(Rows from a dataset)
-- start --

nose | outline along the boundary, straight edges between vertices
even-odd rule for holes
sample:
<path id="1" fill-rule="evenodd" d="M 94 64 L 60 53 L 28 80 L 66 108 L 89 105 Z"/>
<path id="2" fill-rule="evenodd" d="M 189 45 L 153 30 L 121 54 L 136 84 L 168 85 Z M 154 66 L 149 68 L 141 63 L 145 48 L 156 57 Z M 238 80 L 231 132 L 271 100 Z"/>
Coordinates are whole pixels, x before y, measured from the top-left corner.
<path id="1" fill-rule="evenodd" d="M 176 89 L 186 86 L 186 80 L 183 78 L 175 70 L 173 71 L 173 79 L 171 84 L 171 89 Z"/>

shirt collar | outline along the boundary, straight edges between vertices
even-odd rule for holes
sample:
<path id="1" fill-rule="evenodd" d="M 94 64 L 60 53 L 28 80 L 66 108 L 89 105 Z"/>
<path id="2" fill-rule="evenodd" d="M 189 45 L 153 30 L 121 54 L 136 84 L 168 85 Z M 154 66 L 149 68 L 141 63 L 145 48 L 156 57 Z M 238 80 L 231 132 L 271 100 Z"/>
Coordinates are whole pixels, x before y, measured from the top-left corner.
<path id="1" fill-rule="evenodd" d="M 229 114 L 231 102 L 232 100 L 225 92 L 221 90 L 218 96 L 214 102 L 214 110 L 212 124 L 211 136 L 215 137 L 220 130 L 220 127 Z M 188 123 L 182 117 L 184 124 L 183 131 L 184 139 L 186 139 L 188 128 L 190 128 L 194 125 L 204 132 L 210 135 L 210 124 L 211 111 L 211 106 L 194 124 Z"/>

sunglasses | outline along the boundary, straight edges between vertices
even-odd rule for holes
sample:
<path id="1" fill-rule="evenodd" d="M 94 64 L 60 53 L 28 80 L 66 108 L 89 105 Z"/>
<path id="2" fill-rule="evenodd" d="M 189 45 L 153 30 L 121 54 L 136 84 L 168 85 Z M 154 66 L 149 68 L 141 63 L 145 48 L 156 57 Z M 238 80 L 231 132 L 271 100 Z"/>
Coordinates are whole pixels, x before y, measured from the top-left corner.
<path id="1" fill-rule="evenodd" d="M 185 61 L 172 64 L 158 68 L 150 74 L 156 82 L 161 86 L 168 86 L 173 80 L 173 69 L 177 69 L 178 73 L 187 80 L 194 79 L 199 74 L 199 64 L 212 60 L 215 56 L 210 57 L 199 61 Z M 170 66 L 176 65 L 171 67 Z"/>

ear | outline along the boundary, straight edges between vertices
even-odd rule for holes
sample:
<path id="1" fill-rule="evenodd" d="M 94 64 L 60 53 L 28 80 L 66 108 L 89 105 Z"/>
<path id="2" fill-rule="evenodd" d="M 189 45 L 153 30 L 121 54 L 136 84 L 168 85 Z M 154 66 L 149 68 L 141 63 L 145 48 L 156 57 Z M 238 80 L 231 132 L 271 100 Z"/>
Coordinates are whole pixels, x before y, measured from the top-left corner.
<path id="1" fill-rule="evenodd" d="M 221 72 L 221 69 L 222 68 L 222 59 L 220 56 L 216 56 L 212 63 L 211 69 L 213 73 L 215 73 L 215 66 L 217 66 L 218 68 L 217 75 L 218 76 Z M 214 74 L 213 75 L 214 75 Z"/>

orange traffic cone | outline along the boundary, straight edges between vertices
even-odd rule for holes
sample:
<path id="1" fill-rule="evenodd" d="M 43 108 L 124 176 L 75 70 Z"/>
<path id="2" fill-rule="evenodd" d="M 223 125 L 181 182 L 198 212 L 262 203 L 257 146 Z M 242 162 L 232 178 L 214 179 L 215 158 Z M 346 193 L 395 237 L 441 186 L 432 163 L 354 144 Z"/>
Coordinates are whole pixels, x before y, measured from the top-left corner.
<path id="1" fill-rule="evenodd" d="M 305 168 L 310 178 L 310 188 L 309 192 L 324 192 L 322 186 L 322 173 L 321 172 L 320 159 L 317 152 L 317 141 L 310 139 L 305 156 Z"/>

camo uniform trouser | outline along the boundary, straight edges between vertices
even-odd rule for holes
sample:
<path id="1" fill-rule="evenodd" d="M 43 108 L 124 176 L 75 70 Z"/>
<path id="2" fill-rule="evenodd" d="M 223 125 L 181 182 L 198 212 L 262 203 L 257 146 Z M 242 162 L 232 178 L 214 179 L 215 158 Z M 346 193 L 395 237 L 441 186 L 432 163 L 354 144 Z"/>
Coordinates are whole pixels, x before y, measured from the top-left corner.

-- end --

EXERCISE DESCRIPTION: Repeat every one of the lines above, without changing anything.

REPLY:
nose | outline along the boundary, straight edges between vertices
even-odd rule for holes
sample:
<path id="1" fill-rule="evenodd" d="M 94 64 L 60 53 L 28 80 L 66 108 L 89 105 Z"/>
<path id="2" fill-rule="evenodd" d="M 189 45 L 153 30 L 121 54 L 136 84 L 168 85 Z M 154 66 L 149 68 L 141 63 L 145 48 L 156 57 Z M 238 80 L 231 132 L 271 100 Z"/>
Coordinates are whole pixels, x before y, measured from the top-left corner.
<path id="1" fill-rule="evenodd" d="M 176 89 L 186 86 L 186 80 L 183 78 L 175 70 L 173 71 L 173 79 L 171 84 L 171 89 Z"/>

shirt collar | outline along the boundary, straight edges between vertices
even-odd rule for holes
sample:
<path id="1" fill-rule="evenodd" d="M 94 64 L 60 53 L 28 80 L 66 108 L 89 105 Z"/>
<path id="2" fill-rule="evenodd" d="M 189 45 L 153 30 L 121 54 L 136 84 L 168 85 Z M 154 66 L 149 68 L 141 63 L 145 48 L 156 57 Z M 238 80 L 231 132 L 271 100 Z"/>
Coordinates are whole pixels, x before y, measured from the top-left corner.
<path id="1" fill-rule="evenodd" d="M 229 114 L 231 102 L 232 100 L 225 92 L 221 90 L 218 96 L 214 102 L 214 110 L 212 124 L 211 136 L 215 137 L 220 130 L 220 127 Z M 188 123 L 182 117 L 184 124 L 183 131 L 184 139 L 186 139 L 188 128 L 190 128 L 194 125 L 204 132 L 210 135 L 210 124 L 211 111 L 211 106 L 194 124 Z"/>

sunglasses | outline along the boundary, straight edges between vertices
even-odd rule for holes
sample:
<path id="1" fill-rule="evenodd" d="M 94 64 L 60 53 L 28 80 L 66 108 L 89 105 Z"/>
<path id="2" fill-rule="evenodd" d="M 189 45 L 153 30 L 121 54 L 136 84 L 168 85 Z M 154 66 L 149 68 L 141 63 L 145 48 L 156 57 Z M 238 80 L 231 132 L 271 100 Z"/>
Coordinates are whole pixels, x before y, measured from the top-left corner.
<path id="1" fill-rule="evenodd" d="M 185 61 L 172 64 L 158 68 L 150 74 L 156 82 L 161 86 L 168 86 L 173 80 L 173 69 L 177 69 L 178 73 L 187 80 L 194 79 L 199 74 L 199 64 L 212 60 L 215 56 L 210 57 L 199 61 Z M 170 66 L 176 65 L 171 67 Z"/>

ear | outline along the boundary, straight edges between vertices
even-odd rule for holes
sample:
<path id="1" fill-rule="evenodd" d="M 94 64 L 60 53 L 28 80 L 66 108 L 89 105 Z"/>
<path id="2" fill-rule="evenodd" d="M 189 45 L 153 30 L 121 54 L 136 84 L 168 85 Z M 154 66 L 149 68 L 141 63 L 145 48 L 156 57 Z M 238 80 L 231 132 L 271 100 Z"/>
Coordinates are whole pixels, x before y, measured from the top-left corner.
<path id="1" fill-rule="evenodd" d="M 221 72 L 221 69 L 222 68 L 222 59 L 220 56 L 216 56 L 212 63 L 211 69 L 213 73 L 215 73 L 215 66 L 217 66 L 218 68 L 217 75 L 218 76 Z M 214 74 L 213 75 L 214 75 Z"/>

orange traffic cone | outline along the boundary, straight edges between vertices
even-odd rule for holes
sample:
<path id="1" fill-rule="evenodd" d="M 43 108 L 124 176 L 75 70 Z"/>
<path id="2" fill-rule="evenodd" d="M 223 125 L 181 182 L 198 212 L 262 203 L 257 146 Z M 242 162 L 232 178 L 214 179 L 215 158 Z M 346 193 L 395 237 L 441 186 L 432 163 L 354 144 Z"/>
Coordinates are whole pixels, x before y, measured from the top-left corner.
<path id="1" fill-rule="evenodd" d="M 305 168 L 310 178 L 310 188 L 309 192 L 324 192 L 322 186 L 322 173 L 321 172 L 320 159 L 317 152 L 317 141 L 310 139 L 305 156 Z"/>

camo uniform trouser | outline along the boundary, straight edges between vertices
even-odd rule for holes
sample:
<path id="1" fill-rule="evenodd" d="M 43 108 L 124 176 L 75 70 Z"/>
<path id="2" fill-rule="evenodd" d="M 223 125 L 181 182 L 198 212 L 262 203 L 257 146 Z M 242 162 L 232 178 L 214 179 L 215 158 Z M 346 193 L 395 237 L 441 186 L 432 163 L 354 144 Z"/>
Coordinates are whole pixels, x before y, measured from the top-left corner.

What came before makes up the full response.